> **PASSAGE CHOISI**:
-------

A côté de moi galopait mon ordonnance. Son cheval, atteint d’une balle s’abattit tout à coup ; je sautai par-dessus, d’autres chevaux tombèrent autour de moi. C’était un pêle-mêle indescriptible. Je vis seulement que mon ordonnance, tombé sous son cheval apparemment indemne, n’arrivait pas à se dégager. L’ennemi nous avait brillamment surpris. Il nous avait sans doute remarqués dès le début, et, selon l’habitude courante des Français, nous avait tendu une embuscade pour nous attaquer ensuite.
C’est avec joie que deux jours après je retrouvai mon ordonnance, il avait laissé une de ses bottes sous son cheval et avait été obligé de revenir avec un pied nu. Il me raconta comment il s’était sauvé. Il y avait dans le bois au moins deux escadrons de cuirassiers français, ils étaient sortis pour dépouiller les nombreux cadavres de chevaux et les braves uhlans tués. Mon ordonnance avait pu se tirer sans blessure de cette affaire en grimpant le long de la paroi de rochers, à cinquante mètres de hauteur il était tombé complètement épuisé dans un buisson. Deux heures après, lorsque l’ennemi eut regagné son couvert, il avait continué à fuir et au bout de quelques jours il était arrivé à me rejoindre. Je n’ai jamais pu obtenir que peu de renseignements sur le sort de ses camarades. 2
2 Manfred con Richthofen Le corsaire rouge (Plon ; Paris, 1932) pp. 21-24.

-------

> **EXTRAIT DE DONNÉES**:
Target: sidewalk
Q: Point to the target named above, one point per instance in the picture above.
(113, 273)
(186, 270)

-------

> **ÉNONCÉ**:
Citez, s'il vous plaît, le passage du récit de l'embuscade qui va de « C’est avec joie » jusqu'à « 1932) pp. 21-24. » inclus.

> **RÉPONSE ATTENDUE**:
C’est avec joie que deux jours après je retrouvai mon ordonnance, il avait laissé une de ses bottes sous son cheval et avait été obligé de revenir avec un pied nu. Il me raconta comment il s’était sauvé. Il y avait dans le bois au moins deux escadrons de cuirassiers français, ils étaient sortis pour dépouiller les nombreux cadavres de chevaux et les braves uhlans tués. Mon ordonnance avait pu se tirer sans blessure de cette affaire en grimpant le long de la paroi de rochers, à cinquante mètres de hauteur il était tombé complètement épuisé dans un buisson. Deux heures après, lorsque l’ennemi eut regagné son couvert, il avait continué à fuir et au bout de quelques jours il était arrivé à me rejoindre. Je n’ai jamais pu obtenir que peu de renseignements sur le sort de ses camarades. 2
2 Manfred con Richthofen Le corsaire rouge (Plon ; Paris, 1932) pp. 21-24.